■ DOCUMENT
[Begin]

There was a huge protest at American Embassy in Kabul on Friday as many Afghans who served the U.S. military as interpreters gathered to protest bureaucracy standing in the way of their exit from Afghanistan.
Emphasizing the urgency of the situation, many of the interpreters said their special immigration visas were approved and then denied due to minor discrepancies in their statements in interviews. Some had their visas flat out denied while others were approved and waiting for the visas.
Omid Mahmoodi told the Associated Press he was not assuaged by President Joe Biden’s pledge on Thursday to help Afghans who assisted the U.S. military during the two-decade occupation.
We think he is lying,” said Mahmoodi, who worked as a translator in 2018. “Time is running out.”
The protest comes amid a push to get Afghan interpreters and others who helped the U.S. out of the country as American and NATO troops complete their pullout. The protesters in Kabul said they are victims of a bureaucratic nightmare as they try to escape abroad.
Many—even those who have not been directly threatened—say they fear for their lives, despite assurances from the Taliban they would not be targeted.
Lately, it’s become evident the deadline for the last of the 2,500-3,5000 U.S. troops and 7,000 allied NATO soldiers to leave Afghanistan has been accelerated. Biden had said the last of the troops would be home no later than Sept. 11 but it has become increasingly clear the last soldiers would be gone from Afghanistan as early as next month.

[End]

■ COLLECTED MATERIAL
[Begin]

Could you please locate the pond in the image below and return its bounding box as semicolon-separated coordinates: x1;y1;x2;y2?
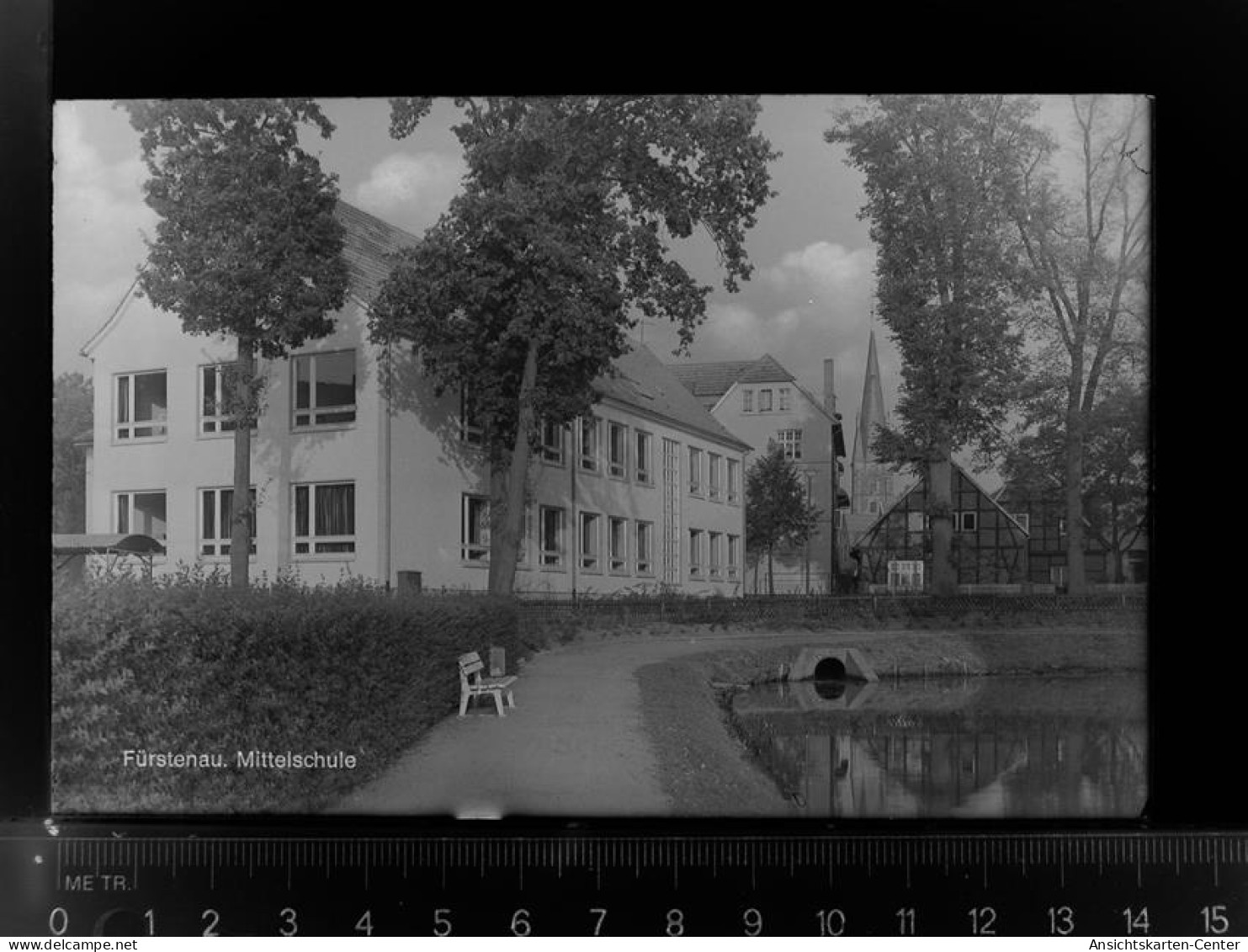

[End]

■ PROBLEM DETAILS
Write out, word for word, everything from "Omid Mahmoodi told" down to "the two-decade occupation." in the article about the interpreters' protest in Kabul.

■ SOLUTION BELOW
Omid Mahmoodi told the Associated Press he was not assuaged by President Joe Biden’s pledge on Thursday to help Afghans who assisted the U.S. military during the two-decade occupation.